• [Supplied text]:
English music journalist (born 1953)

Jon Savage (born Jonathan Malcolm Sage, 2 September 1953) is an English writer, broadcaster and music journalist, best known for his book about the Sex Pistols and punk music, England's Dreaming (1991). He contributed an editorial to Sounds magazine's 1977 series on "New Musick", which was later credited as the starting point for "post-punk".

==Early life and education==
Savage was born in Paddington, London. He read classics at Magdalene College, Cambridge, graduating in 1975.

==Career==
Becoming a music journalist at the dawn of British punk, he wrote articles on all of the major punk acts, publishing a fanzine called London's Outrage in 1976. A year later he began working as a journalist for the music paper Sounds. Savage interviewed punk, new wave and electronic music artists for Sounds. At that time, he also wrote for the West Coast fanzines Search & Destroy, Bomp! and Slash.

On 26th of November 1977, Sounds magazine published an issue entitled "New Musick" with editorials by Savage and Jane Suck. Savage's editorial on new musick would be cited by music critics Simon Reynolds, David Wilkinson, and Theo Cateforis as the starting point for post-punk as a musical genre. In 1979, Savage moved to Melody Maker, and a year later to the newly founded pop culture magazine The Face. Throughout the decade, Savage wrote for The Observer and the New Statesman, providing high-brow commentary on popular culture.

His book England's Dreaming, a history of the rise of punk rock in the UK and the US in the mid- to late 1970s, was published by Faber and Faber in 1991. It was used as the basis for a television programme, Punk and the Pistols, shown on BBC2 in 1995, and an updated edition in 2001 featured a new introduction which made mention of the Pistols' 1996 reunion and the release of the 2000 Pistols documentary film, The Filth and The Fury. A companion piece, The England's Dreaming Tapes, was published in 2009.

In July 1993, Kurt Cobain gave a dramatically candid interview to Savage for the Observer Magazine in which he freely discussed such controversial topics as Courtney Love, homosexuality, heroin and Cobain's relationship with his Nirvana bandmates.

• [Brief 1]:
Translate this sentence from the article on Jon Savage into French: "A year later he began working as a journalist for the music paper Sounds."
• [Brief 2]:
Pick up the article on Jon Savage after its last sentence and continue it.
Nothing in the material is needed here.

• [Data excerpts]:

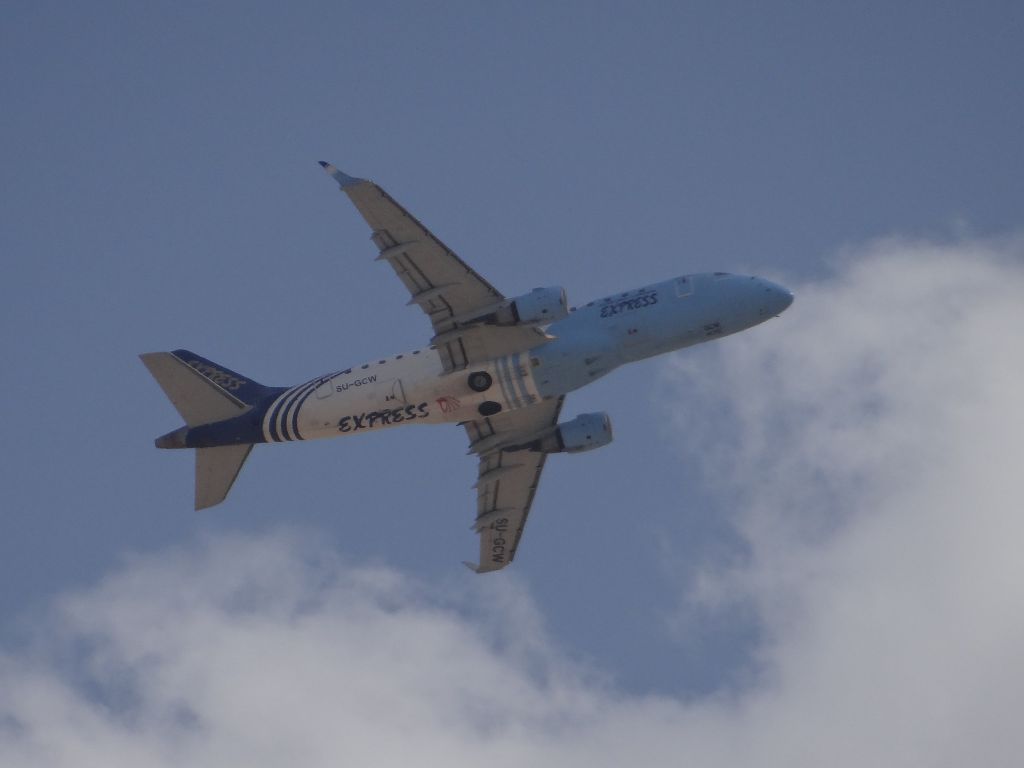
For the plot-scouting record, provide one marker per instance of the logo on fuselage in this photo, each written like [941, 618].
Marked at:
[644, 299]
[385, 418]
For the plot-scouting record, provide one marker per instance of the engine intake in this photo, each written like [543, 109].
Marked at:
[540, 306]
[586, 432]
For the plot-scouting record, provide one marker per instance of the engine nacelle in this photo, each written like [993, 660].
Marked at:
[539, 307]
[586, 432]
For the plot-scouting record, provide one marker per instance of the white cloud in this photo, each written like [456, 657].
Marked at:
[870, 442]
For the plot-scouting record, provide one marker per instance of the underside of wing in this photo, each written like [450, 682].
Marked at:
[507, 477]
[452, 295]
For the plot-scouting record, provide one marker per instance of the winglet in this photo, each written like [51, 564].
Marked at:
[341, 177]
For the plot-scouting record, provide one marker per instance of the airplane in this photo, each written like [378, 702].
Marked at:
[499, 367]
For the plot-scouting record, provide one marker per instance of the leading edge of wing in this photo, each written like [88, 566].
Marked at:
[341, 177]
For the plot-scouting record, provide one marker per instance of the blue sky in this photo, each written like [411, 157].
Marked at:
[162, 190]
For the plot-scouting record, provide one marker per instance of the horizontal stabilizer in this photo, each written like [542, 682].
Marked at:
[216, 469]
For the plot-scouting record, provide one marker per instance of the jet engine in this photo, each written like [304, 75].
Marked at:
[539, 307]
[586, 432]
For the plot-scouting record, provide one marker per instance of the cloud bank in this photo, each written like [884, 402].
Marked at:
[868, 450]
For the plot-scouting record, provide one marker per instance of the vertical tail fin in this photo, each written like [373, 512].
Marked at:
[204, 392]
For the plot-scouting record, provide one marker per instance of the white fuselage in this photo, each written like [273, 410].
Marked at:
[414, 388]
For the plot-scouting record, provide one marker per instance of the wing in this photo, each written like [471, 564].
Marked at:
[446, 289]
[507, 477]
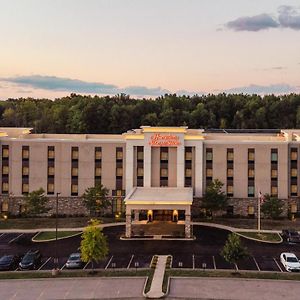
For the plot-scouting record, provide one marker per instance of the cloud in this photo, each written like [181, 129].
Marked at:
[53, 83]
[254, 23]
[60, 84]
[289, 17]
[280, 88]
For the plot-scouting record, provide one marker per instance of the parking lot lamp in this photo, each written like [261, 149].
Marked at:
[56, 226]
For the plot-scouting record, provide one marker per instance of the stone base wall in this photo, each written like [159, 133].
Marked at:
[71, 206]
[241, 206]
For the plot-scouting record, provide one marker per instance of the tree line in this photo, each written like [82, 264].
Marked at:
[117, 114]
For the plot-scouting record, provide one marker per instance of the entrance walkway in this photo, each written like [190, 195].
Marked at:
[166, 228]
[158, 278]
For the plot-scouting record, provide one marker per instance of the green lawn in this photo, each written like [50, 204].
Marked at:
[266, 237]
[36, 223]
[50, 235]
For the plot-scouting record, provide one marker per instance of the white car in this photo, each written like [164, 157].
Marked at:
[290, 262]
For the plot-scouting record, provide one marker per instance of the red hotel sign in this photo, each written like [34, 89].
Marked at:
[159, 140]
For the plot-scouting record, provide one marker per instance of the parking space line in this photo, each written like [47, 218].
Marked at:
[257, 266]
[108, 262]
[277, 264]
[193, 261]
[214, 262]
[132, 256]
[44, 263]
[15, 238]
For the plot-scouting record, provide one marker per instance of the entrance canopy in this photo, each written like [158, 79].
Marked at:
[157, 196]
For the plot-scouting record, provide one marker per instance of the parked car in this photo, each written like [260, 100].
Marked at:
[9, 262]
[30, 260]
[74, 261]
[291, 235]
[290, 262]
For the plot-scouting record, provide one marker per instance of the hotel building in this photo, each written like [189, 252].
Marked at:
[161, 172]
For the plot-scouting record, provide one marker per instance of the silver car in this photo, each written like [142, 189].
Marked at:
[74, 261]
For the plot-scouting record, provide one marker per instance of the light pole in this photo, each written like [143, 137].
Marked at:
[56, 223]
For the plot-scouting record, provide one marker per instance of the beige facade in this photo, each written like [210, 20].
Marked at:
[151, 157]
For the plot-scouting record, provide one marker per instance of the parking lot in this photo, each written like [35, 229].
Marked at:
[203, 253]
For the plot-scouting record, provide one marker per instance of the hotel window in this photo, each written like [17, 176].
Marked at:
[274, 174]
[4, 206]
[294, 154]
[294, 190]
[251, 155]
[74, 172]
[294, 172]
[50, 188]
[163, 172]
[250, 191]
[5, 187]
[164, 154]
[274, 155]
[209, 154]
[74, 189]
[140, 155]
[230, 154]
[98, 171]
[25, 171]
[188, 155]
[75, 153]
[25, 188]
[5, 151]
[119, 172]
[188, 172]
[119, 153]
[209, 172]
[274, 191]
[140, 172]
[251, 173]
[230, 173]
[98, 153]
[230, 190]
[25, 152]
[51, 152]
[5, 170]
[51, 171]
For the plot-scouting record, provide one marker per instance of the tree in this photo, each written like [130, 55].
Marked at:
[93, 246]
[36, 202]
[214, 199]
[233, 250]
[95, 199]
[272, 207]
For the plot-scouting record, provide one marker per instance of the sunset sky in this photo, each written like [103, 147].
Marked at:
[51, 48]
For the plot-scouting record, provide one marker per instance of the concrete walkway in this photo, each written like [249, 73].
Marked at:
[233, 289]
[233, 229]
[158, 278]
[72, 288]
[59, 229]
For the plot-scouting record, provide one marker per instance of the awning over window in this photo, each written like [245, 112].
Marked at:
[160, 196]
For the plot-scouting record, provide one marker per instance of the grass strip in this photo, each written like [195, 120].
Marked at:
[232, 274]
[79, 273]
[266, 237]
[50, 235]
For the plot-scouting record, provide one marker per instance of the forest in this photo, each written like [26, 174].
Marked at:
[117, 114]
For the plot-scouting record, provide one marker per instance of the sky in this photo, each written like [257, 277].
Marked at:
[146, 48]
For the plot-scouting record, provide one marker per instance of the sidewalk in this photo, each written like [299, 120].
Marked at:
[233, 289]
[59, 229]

---

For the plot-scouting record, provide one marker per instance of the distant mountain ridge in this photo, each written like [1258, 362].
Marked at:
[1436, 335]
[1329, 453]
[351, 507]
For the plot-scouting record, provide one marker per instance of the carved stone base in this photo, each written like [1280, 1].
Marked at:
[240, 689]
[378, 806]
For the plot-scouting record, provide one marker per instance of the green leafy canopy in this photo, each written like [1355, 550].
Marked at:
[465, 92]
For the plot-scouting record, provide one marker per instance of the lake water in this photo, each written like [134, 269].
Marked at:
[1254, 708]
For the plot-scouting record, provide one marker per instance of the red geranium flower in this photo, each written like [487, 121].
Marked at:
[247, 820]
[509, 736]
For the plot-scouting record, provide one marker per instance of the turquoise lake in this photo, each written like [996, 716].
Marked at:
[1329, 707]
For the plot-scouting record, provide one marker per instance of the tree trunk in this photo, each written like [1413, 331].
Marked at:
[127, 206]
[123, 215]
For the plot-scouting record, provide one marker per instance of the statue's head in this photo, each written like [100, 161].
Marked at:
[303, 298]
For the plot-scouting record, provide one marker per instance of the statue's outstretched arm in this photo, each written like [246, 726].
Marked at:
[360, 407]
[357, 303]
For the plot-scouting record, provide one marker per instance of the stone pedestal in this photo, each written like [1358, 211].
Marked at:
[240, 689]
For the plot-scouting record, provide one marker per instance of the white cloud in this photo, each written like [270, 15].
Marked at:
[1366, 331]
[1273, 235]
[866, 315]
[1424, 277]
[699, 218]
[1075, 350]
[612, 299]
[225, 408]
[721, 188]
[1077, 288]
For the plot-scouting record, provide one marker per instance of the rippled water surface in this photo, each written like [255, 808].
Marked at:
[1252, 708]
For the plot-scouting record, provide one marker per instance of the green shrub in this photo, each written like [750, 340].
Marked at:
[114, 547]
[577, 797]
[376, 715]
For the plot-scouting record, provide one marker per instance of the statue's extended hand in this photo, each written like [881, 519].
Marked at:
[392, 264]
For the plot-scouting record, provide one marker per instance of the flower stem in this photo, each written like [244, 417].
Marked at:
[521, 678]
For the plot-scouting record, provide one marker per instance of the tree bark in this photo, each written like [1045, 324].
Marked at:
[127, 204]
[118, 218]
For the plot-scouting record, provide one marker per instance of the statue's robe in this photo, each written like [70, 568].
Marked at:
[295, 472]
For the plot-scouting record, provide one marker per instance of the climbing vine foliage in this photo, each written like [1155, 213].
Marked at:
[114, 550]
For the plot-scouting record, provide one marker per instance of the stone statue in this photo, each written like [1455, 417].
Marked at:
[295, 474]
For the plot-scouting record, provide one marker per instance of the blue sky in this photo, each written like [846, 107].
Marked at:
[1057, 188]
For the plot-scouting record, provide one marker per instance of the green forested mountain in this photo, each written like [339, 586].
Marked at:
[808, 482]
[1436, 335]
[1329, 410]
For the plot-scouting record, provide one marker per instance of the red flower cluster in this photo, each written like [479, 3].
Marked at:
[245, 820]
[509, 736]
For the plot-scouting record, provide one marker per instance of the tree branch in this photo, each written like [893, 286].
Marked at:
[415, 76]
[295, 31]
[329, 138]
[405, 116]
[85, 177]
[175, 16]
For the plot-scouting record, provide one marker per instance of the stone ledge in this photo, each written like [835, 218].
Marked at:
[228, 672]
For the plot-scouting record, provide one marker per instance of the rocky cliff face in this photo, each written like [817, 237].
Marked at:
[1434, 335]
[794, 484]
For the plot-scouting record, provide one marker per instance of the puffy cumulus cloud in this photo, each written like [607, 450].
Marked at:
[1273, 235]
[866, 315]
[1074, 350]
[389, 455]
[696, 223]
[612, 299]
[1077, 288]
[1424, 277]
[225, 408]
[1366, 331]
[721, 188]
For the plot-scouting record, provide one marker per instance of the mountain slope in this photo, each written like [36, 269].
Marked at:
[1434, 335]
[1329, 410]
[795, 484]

• [Written response 1]:
Un an plus tard, il a commencé à travailler comme journaliste pour le journal musical Sounds.

• [Written response 2]:
Savage's book Teenage: The Prehistory of Youth Culture was published in 2007. It is a history of the concept of teenagers, which begins in the 1870s and ends in 1945 and aims to tell the story of youth culture's prehistory, and dates the advent of today's form of "teenagers" to 1945. The book was adapted into a film by Matt Wolf.

In 2015, he published 1966, recalling the popular music and cultural turmoil of that year. He also compiled and wrote the liner notes for a two-disc companion CD, Jon Savage's 1966: The Year the Decade Exploded (Ace Records). As of 2023, he continues to write on punk and other genres in a variety of publications, most notably Mojo magazine and The Observer Music Monthly. He wrote the introduction to Mitch Ikeda's Forever Delayed (2002), an official photobook of the Manic Street Preachers. Savage has appeared in the documentaries Live Forever and NewOrderStory.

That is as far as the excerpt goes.